§ **Instruction a**
Pick out every line in the entries below that contains the string "tree", and copy each one in full. Case counts.

§ **Passage**
::::::

SECTION 3.        Representations and Warranties of Oak Circle. Oak Circle represents and warrants to and agrees with the Manager that:

 

(a)          All information concerning Oak Circle set forth under the headings (i) “Prospectus Supplement Summary” in the Prospectus; and (ii) “Business – Our Manager” and “Risk Factors – Risks Associated with Our Relationship with Our Manager” in the Company’s annual report on Form 10-K for the year ended December 31, 2016 or incorporated by reference in the Registration Statement is true and correct in all material respects.

 

(b)          Oak Circle has been duly formed and incorporated and is existing as a limited liability company in good standing under the laws of the State of Delaware, is duly qualified to do business and is in good standing as a foreign limited liability company in each jurisdiction in which its ownership or lease of property or assets or the conduct of its business requires such qualification, except where the failure to so qualify would not have a Material Adverse Effect, and has full power and authority necessary to own, hold, lease and/or operate its assets and properties, to conduct the business in which it is engaged and as described in the Prospectus and to enter into and perform its obligations under this Agreement and the Management Agreement and to consummate the transactions contemplated hereby, and Oak Circle is in compliance in all material respects with the laws, orders, rules, regulations and directives issued or administered by such jurisdictions.

 

(c)          This Agreement and the transactions contemplated to be consummated by Oak Circle in this Agreement and the Prospectus have been duly and validly authorized by Oak Circle and this Agreement has been duly and validly executed and delivered by Oak Circle.

 

(d)          The Management Agreement has been duly authorized, executed and delivered by Oak Circle and constitutes a valid and binding agreement of Oak Circle enforceable in accordance with its terms, except to the extent that enforcement thereof may be limited by bankruptcy, insolvency, reorganization or other laws affecting enforcement of creditors’ rights or by general equitable principles.

::::::

§ **Instruction b**
Reproduce the passage on Oak Circle's representations and warranties word for word, from "(c)          This Agreement and" up to and including "general equitable principles.".

§ **Records supplied**
::::::

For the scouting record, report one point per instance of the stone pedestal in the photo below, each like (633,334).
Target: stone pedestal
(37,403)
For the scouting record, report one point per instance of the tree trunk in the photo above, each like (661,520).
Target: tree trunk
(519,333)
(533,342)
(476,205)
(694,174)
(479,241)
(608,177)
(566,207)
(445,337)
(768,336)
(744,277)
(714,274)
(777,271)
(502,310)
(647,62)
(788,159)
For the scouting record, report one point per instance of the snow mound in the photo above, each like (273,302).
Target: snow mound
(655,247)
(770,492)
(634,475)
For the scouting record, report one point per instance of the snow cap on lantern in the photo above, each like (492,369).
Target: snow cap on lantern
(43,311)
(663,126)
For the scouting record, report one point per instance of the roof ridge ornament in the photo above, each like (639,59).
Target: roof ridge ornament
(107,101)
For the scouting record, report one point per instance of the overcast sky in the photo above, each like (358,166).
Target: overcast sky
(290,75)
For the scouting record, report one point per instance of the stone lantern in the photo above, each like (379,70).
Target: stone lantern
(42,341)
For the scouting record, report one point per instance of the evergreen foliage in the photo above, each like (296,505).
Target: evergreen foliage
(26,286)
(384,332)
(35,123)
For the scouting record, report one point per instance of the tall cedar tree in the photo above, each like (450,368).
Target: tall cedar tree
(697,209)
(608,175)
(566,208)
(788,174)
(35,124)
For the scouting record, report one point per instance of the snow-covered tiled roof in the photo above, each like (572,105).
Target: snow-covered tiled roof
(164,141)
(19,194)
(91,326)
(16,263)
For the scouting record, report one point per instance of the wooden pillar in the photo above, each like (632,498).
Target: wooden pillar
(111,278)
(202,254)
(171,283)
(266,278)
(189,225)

::::::

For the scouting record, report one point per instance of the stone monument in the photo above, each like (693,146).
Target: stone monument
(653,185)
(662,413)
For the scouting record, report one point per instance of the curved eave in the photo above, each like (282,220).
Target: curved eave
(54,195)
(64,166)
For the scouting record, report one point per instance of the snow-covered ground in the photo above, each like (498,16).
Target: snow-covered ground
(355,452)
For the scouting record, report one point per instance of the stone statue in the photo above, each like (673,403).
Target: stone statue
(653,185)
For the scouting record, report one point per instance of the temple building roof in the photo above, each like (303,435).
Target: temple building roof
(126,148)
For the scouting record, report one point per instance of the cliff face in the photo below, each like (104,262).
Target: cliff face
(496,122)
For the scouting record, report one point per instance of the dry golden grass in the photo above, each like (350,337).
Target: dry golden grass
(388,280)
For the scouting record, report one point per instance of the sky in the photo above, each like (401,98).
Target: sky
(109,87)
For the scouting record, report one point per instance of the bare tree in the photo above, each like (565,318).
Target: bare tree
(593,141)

::::::

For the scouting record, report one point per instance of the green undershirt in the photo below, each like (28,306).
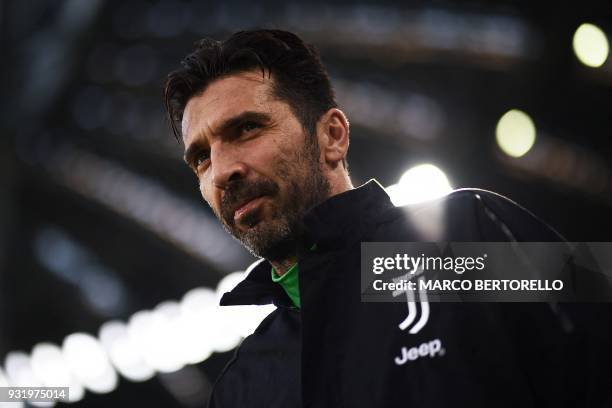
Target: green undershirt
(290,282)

::::::

§ **Complete answer a**
For the scouting record, report one point per instance of the tree trunk in the photo above, each like (661,520).
Target: tree trunk
For the scouting record, report one point per instance of the tall cedar tree in the photo above, each like (450,368).
Target: tall cedar tree
For the scouting record, report one point per instance of the bare tree in the photo above, each like (565,318).
Target: bare tree

§ **Complete answer b**
(c)          This Agreement and the transactions contemplated to be consummated by Oak Circle in this Agreement and the Prospectus have been duly and validly authorized by Oak Circle and this Agreement has been duly and validly executed and delivered by Oak Circle.

 

(d)          The Management Agreement has been duly authorized, executed and delivered by Oak Circle and constitutes a valid and binding agreement of Oak Circle enforceable in accordance with its terms, except to the extent that enforcement thereof may be limited by bankruptcy, insolvency, reorganization or other laws affecting enforcement of creditors’ rights or by general equitable principles.